DATA EXCERPTS:
== == ==

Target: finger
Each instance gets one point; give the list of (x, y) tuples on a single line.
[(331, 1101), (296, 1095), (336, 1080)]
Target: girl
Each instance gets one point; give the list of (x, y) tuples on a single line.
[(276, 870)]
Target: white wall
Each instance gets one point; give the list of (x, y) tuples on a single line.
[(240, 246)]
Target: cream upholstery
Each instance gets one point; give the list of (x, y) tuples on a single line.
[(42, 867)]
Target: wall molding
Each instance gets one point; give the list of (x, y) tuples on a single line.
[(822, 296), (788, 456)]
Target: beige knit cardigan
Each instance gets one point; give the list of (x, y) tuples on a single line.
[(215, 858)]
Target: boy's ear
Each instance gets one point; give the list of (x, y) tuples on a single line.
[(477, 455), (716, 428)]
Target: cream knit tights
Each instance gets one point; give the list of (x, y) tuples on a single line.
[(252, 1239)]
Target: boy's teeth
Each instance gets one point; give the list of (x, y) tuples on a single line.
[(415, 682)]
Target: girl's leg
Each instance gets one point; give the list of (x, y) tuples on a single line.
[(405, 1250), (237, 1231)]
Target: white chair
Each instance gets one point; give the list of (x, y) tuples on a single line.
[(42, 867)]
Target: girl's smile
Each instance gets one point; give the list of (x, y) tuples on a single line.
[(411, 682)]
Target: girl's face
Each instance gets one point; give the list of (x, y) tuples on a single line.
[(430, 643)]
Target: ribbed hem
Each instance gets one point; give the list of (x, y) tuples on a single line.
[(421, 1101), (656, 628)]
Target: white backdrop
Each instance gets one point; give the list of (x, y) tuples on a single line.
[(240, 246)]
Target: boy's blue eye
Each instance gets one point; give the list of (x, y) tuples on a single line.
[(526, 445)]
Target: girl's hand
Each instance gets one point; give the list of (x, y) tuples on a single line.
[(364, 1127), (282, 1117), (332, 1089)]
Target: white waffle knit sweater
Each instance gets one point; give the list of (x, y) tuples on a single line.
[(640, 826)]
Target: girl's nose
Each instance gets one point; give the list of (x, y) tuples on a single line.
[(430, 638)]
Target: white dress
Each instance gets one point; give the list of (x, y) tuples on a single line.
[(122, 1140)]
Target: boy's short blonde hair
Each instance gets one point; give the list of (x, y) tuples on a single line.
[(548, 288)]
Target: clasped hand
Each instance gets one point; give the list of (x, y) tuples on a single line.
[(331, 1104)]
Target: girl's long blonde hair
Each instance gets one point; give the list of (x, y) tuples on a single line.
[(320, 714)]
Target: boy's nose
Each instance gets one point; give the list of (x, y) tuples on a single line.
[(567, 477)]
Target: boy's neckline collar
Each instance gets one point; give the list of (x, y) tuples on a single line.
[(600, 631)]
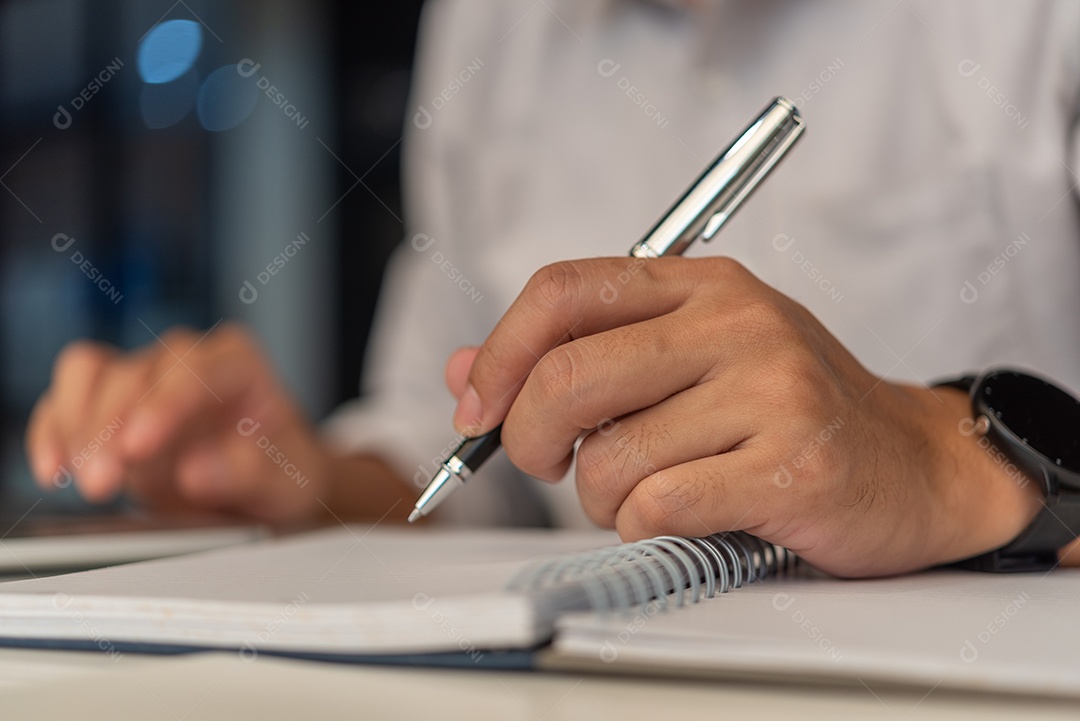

== == ==

PROMPT: Copy the records above exactly, omitting every picture.

RESULT:
Target: finger
Each instance gets one point; give the list of (x, y) tuples on a single line.
[(331, 1101), (296, 1095), (336, 1080)]
Target: girl
Each instance gets one point; give the list of (x, y) tuples on a single line.
[(276, 870)]
Target: white wall
Each instance gets one point; give the list of (x, y) tuples on a single line.
[(240, 246)]
Target: cream upholstery
Each instance gets one point; give the list of (x, y) tuples on a single line.
[(42, 867)]
Target: wall molding
Each instance gets one point; give the list of (x, y) tuples on a single line.
[(822, 296), (788, 456)]
Target: beige knit cardigan
Each instance gets one point; give the list of (x, y) tuples on a single line.
[(215, 858)]
Target: boy's ear
Each instance gets one point; give the list of (x, y) tuples on a single line.
[(477, 455), (716, 428)]
Target: cream knit tights
Each instance gets one point; give the list of (x, y) tuples on a single line.
[(252, 1239)]
Target: boy's teeth
Each instance gets one point; give the list of (x, y) tuples on a single line.
[(415, 682)]
Target: girl's leg
Each instance gets one point; give the list of (x, y) tuples on a single line.
[(405, 1250), (237, 1231)]
Target: white chair
Each instance gets one point; give the list of (x, y) tuples on a single line.
[(42, 867)]
Target: girl's smile
Each instance gets one point; give the list of (x, y) tuples on a single line.
[(411, 682)]
Target: girl's face
Each instance gets one point; give the list of (x, y) tuples on a single line.
[(430, 643)]
Target: ribbed hem
Each instance gets one point; give the list of (x, y) tuples on a single line.
[(421, 1101), (656, 628)]
Target: white backdrop
Each instance gets one point; give the list of (x, y) tuples on a single line.
[(240, 246)]
Target: boy's blue eye
Each instance gets one point; give the list of (x, y) tuples on a single line.
[(526, 445)]
Target: girl's hand
Each instance gets one point; give the list of (x, y) tuples on a single line.
[(364, 1127), (282, 1117), (332, 1089)]
Target: white waffle knit sweater
Each instance gets one point; give the list of (x, y) tuples on a single line.
[(640, 826)]
Target: girl's nose
Each instance gets one point; give the list of (x, y) tuples on a single line.
[(430, 638)]
Target: white dress
Each instance gets one point; give the list of (x, y) tuples on a single line.
[(122, 1140)]
Target: boy's short blonde hair
Each instance gets one point; give the list of (x, y) tuples on a single line.
[(548, 288)]
Target: clasped hand
Each instance gets one point; give the list of (x, y) tuples on a single line.
[(331, 1104)]
Target: girl's long blonde hair
Each instance gets one point; give the list of (x, y) tuples on a single line.
[(320, 714)]
Target: boy's nose
Each instance gets one point; give the list of (x, y) tuples on a single line.
[(567, 477)]
Target: boy's neckline collar
Each instance gets one point; give the list of (x, y) tuples on a single line.
[(600, 631)]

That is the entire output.